GOAL:
Count the lines below that contain the string "raft", treating uppercase and lowercase letters as distinct, and reply with the number alone.

◆ ◆ ◆ ◆

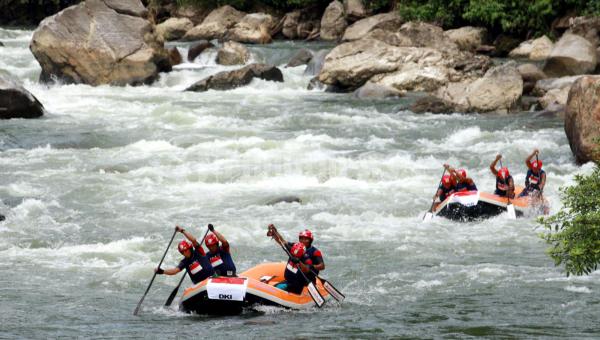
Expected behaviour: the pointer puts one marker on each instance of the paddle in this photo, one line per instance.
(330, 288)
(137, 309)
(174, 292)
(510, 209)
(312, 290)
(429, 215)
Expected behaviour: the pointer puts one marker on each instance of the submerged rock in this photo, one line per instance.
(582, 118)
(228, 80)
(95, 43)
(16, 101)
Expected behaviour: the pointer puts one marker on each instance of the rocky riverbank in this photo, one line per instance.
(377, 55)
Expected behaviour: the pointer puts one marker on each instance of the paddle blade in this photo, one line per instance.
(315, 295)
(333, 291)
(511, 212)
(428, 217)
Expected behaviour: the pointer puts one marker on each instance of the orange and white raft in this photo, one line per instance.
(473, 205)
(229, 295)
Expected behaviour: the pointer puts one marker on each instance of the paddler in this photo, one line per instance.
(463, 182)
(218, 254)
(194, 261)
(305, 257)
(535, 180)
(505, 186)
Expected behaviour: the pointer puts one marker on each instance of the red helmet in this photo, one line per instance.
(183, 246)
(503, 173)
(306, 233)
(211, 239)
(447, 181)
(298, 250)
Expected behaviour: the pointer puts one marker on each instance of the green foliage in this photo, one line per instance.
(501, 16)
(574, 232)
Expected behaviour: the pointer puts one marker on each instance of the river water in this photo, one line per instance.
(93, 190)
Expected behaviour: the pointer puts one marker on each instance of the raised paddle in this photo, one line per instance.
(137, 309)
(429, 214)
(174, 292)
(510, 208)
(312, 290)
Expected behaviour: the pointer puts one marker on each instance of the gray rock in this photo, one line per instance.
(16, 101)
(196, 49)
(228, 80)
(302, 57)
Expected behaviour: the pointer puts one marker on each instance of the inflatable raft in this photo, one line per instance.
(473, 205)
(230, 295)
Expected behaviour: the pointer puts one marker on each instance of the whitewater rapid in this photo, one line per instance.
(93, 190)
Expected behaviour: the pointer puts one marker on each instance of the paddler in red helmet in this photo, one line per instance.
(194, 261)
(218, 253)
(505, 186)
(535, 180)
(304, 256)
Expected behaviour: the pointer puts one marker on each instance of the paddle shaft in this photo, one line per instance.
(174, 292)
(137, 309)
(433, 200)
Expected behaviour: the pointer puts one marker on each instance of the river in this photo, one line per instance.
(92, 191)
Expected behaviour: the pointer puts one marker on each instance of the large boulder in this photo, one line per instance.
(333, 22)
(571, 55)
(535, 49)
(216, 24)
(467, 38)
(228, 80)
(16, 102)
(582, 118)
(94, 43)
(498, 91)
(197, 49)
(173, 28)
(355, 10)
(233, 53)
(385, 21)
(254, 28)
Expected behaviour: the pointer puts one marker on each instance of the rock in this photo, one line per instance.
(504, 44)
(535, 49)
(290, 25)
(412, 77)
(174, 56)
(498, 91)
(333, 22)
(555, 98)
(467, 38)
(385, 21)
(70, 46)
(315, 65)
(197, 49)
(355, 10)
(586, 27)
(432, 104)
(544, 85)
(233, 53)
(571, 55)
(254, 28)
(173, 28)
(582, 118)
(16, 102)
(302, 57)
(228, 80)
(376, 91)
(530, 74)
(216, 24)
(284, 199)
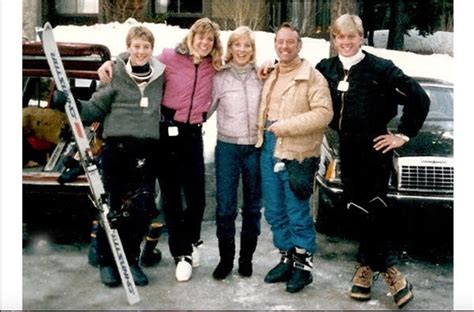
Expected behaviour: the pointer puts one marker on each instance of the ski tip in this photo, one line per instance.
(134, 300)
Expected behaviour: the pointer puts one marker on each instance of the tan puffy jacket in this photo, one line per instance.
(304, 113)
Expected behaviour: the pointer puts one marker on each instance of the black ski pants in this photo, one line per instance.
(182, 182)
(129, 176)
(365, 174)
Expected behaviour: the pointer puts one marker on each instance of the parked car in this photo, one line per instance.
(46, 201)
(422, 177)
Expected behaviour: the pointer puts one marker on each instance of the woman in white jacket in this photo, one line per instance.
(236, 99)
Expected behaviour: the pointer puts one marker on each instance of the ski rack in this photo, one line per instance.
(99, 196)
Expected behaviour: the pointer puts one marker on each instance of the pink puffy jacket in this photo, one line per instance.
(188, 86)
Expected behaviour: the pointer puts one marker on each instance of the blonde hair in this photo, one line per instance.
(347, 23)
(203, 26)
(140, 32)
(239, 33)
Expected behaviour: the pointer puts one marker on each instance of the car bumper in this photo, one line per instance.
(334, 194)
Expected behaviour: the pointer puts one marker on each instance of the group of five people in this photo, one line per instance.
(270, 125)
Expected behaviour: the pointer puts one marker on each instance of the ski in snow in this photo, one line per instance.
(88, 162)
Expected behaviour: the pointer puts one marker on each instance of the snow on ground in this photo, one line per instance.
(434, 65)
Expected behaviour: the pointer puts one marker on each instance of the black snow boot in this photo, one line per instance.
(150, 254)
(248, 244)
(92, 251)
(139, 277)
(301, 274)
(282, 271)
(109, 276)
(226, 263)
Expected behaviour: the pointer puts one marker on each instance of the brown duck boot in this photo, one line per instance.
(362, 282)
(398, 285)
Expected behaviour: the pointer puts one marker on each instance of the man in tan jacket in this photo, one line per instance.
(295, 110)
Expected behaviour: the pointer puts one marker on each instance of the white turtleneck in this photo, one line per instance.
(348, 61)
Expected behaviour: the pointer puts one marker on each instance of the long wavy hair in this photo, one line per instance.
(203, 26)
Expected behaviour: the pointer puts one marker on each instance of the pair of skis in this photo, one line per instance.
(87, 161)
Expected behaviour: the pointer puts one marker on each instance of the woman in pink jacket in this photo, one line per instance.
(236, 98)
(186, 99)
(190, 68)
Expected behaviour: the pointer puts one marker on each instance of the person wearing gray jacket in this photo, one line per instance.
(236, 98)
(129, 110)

◆ ◆ ◆ ◆

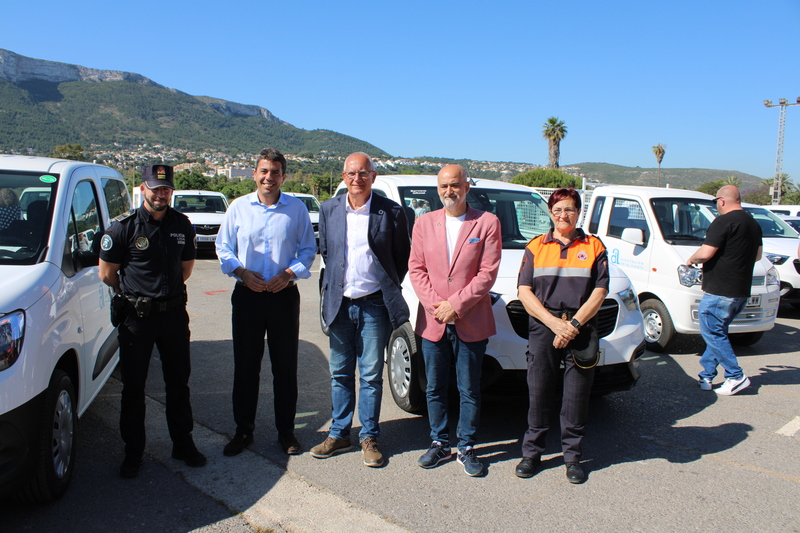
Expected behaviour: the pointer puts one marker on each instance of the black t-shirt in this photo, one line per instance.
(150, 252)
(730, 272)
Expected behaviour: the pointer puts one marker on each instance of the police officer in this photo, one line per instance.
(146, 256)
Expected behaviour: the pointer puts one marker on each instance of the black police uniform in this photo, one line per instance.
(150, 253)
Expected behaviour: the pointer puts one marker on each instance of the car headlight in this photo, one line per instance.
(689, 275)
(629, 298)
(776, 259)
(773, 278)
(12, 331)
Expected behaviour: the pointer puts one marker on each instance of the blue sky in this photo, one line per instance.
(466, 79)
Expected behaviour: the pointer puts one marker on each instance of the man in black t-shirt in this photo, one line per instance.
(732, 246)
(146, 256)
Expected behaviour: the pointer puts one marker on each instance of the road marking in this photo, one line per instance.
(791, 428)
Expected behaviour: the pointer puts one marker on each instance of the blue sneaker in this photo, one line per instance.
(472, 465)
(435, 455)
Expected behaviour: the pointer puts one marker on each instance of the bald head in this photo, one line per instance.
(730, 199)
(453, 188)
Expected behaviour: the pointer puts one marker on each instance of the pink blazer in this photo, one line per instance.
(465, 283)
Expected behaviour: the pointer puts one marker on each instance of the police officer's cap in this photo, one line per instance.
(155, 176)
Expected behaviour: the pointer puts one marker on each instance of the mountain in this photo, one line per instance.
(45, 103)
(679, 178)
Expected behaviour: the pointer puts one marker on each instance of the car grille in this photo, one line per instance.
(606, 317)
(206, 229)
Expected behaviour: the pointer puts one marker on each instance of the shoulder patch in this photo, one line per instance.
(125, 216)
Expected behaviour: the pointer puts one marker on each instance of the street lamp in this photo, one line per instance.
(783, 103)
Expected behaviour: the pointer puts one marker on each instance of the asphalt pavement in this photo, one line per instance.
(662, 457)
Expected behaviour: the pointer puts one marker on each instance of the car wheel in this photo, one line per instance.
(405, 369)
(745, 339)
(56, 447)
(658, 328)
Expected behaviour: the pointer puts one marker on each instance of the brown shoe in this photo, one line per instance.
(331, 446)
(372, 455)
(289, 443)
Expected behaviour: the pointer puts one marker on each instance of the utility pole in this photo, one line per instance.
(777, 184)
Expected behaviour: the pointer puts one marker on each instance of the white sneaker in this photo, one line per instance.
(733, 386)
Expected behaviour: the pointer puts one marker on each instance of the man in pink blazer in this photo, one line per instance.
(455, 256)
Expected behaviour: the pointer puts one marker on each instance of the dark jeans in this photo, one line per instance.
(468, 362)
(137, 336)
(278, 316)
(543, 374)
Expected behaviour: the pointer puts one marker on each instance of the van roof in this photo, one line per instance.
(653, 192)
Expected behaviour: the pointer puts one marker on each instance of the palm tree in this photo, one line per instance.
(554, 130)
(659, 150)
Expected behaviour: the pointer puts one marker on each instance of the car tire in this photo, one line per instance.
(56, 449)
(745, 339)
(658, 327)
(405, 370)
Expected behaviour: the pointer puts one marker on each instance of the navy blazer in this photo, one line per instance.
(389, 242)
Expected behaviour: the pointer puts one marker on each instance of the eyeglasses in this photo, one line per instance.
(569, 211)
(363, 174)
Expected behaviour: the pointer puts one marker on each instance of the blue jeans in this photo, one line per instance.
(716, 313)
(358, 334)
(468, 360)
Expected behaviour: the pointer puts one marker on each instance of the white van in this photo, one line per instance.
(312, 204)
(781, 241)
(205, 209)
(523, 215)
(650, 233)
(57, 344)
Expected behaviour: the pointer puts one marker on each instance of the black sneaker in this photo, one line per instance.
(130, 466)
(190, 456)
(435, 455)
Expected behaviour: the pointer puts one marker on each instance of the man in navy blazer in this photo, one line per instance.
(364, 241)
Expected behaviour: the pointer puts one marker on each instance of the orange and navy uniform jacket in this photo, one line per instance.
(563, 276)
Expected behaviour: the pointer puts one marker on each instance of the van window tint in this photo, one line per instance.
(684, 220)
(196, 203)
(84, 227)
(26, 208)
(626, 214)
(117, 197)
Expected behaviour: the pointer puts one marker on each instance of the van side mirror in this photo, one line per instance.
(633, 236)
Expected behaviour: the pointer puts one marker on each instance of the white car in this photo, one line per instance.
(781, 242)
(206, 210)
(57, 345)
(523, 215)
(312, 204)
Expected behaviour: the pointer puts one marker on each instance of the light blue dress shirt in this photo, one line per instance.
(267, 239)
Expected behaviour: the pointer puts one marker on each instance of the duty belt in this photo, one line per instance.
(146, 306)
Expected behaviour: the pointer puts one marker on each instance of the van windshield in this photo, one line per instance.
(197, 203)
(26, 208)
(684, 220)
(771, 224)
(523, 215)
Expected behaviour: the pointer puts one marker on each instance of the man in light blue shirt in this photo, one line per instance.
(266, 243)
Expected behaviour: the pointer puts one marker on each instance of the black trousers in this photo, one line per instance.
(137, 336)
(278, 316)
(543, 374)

◆ ◆ ◆ ◆

CORRECT RESULT:
2